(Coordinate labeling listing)
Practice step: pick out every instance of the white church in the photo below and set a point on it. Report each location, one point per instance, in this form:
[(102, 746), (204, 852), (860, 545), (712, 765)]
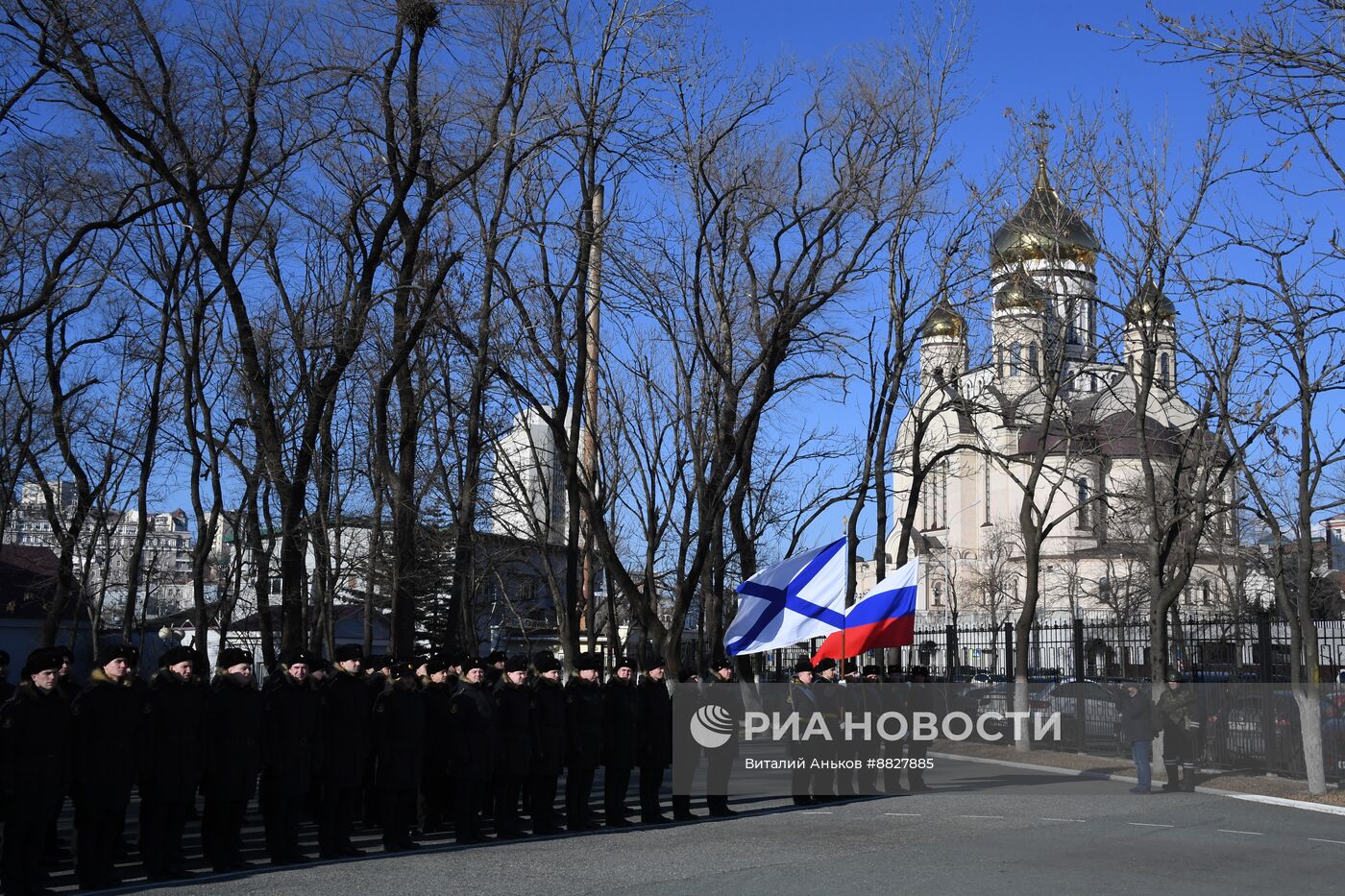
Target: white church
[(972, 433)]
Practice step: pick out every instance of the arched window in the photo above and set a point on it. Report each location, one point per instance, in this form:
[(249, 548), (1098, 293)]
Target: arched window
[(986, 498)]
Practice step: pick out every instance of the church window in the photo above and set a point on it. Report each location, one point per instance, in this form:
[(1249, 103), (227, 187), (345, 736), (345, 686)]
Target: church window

• Given instruction: Put the lines of the listing above into a numbered list, leaving out blank lines and the pictures.

• Solution for this problem:
1. Practice step: pick out every instance of the white church in the photo below and set a point on it. Report each location, one point per instance, in this form:
2. [(102, 746), (204, 852), (860, 545), (712, 765)]
3. Target: white church
4. [(972, 433)]
5. Practice step: pick out every instance of the arched window in the photo above and set a point on it. Report each location, one point per instance, in this form:
6. [(249, 548), (1098, 293)]
7. Target: arched window
8. [(986, 498)]
9. Practice step: pick out every instance of the church window in the photo above and set a point on it. Report each location, one point per instance, in this form:
10. [(1249, 103), (227, 187), (345, 736), (345, 686)]
11. Target: church window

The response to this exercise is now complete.